_Work request_.
Write the next part of the article about a machine-learning model that predicts in-hospital death for ICU patients with heart failure, starting right after its last sentence.

_Provided passage_.
__________

An explainable machine-learning model using routinely available early ICU data showed good discrimination for in-hospital mortality risk among patients with heart failure (HF) in a retrospective cohort analysis published in BMC Cardiovascular Disorders.
The study used data from the MIMIC-IV v3.1 database and included adult ICU patients with HF identified using ICD-10 codes (I50.x) between October 2015 and 2022. Predictors included demographics, comorbidities, pre-ICU cardiovascular medications, and vital signs and laboratory parameters collected within the first 0-6 hours of ICU admission. Implausible values were excluded, and missing data were imputed using medians or modes.
An XGBoost classifier was trained using an 80/20 stratified split with class weighting. Model performance was evaluated using area under the curve (AUC), average precision, sensitivity, specificity, F1-score, and Brier score. SHapley Additive exPlanations (SHAP) analysis was used to assess model interpretability.

__________

_Source material_.

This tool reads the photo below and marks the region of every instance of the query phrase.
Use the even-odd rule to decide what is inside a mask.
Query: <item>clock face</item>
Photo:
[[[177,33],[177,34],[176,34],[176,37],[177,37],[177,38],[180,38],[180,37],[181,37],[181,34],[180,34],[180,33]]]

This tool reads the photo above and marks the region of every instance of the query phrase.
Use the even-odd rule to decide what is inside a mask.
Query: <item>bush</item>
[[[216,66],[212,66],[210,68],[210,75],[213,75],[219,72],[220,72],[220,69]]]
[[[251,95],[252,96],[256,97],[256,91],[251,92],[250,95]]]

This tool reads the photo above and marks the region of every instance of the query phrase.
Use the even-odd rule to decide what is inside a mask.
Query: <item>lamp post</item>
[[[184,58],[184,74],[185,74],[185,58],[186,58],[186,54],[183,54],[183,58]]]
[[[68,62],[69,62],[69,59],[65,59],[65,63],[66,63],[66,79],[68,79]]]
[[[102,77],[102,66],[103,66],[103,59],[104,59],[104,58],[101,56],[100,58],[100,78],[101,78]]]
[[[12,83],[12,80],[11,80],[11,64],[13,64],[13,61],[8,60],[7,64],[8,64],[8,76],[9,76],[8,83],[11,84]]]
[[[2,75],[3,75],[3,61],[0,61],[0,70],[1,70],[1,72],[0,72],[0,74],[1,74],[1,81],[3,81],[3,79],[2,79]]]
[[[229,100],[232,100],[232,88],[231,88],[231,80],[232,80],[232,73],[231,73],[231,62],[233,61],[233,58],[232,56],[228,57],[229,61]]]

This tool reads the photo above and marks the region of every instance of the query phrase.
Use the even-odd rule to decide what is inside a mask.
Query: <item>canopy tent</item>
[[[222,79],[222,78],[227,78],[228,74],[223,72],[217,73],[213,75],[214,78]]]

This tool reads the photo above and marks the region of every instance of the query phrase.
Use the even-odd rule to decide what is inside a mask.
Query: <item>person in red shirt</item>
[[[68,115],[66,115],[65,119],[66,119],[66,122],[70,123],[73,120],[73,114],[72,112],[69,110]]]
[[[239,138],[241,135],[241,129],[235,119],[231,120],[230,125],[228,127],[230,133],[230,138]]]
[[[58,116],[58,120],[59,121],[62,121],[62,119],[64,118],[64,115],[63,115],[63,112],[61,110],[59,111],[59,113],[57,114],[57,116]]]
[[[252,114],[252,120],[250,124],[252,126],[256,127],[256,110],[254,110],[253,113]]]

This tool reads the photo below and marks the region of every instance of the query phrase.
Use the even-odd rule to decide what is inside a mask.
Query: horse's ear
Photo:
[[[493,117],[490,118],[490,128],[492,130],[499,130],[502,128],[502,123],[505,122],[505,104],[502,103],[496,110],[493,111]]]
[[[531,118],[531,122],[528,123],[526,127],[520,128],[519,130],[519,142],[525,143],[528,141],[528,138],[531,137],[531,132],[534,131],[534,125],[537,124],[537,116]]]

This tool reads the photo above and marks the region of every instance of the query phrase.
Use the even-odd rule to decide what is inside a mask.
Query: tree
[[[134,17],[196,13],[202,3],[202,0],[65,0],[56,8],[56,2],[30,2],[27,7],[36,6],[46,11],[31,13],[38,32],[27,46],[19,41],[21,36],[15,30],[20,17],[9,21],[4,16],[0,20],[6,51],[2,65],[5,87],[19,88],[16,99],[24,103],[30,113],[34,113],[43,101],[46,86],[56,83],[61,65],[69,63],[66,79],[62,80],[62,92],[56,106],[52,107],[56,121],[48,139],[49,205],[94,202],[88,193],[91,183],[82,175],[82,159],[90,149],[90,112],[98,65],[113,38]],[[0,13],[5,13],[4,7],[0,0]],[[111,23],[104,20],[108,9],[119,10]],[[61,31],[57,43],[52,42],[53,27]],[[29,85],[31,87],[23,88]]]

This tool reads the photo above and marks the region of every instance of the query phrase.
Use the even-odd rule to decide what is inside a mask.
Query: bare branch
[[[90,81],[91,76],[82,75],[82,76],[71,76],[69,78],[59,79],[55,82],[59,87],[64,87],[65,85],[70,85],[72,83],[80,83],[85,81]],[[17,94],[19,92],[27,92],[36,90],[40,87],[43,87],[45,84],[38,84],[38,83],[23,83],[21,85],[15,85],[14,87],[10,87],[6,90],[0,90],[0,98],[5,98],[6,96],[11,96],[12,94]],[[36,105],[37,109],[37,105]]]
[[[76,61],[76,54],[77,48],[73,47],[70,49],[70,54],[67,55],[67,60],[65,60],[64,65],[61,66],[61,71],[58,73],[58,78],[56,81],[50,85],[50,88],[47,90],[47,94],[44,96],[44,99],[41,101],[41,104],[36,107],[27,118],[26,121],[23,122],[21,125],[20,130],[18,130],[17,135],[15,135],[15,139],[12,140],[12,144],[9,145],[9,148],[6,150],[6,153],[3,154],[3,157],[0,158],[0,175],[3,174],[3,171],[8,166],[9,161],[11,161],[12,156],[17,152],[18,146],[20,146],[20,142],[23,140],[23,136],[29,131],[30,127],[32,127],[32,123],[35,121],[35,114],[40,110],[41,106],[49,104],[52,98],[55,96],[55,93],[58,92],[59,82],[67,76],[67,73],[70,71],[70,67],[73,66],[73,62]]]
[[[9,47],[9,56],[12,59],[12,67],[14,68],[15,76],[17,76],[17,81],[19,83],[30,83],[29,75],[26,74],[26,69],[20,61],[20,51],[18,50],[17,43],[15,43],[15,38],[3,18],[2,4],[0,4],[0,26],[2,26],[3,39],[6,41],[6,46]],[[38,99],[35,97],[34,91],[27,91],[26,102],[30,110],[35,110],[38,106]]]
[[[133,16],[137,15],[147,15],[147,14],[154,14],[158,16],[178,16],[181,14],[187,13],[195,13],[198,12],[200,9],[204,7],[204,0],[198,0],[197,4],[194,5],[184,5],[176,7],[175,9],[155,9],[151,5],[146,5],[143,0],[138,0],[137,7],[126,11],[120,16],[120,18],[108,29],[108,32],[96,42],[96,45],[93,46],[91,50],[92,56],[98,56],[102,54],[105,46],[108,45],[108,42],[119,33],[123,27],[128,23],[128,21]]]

__________

_Written answer_.
A total of 12,110 ICU patients with HF were included, of whom 2,041 (16.9%) died during hospitalization. In the test cohort of 2,422 patients, the model achieved an AUC of 0.797 (95% confidence interval [CI], 0.772-0.822) and an average precision of 0.491. Sensitivity and specificity were 0.632 and 0.793, respectively, at the default threshold, while use of the Youden-optimal threshold increased sensitivity to 0.708. Kaplan-Meier analysis showed significant survival separation across predicted risk quartiles (log-rank P<0.001).
SHAP analysis identified FiO₂, age, lactate, Charlson comorbidity index, blood urea nitrogen (BUN), and systolic blood pressure as key mortality predictors. The findings suggest that explainable ML models using early ICU data may support structured mortality risk stratification in patients with HF while assisting, rather than replacing, clinical judgment.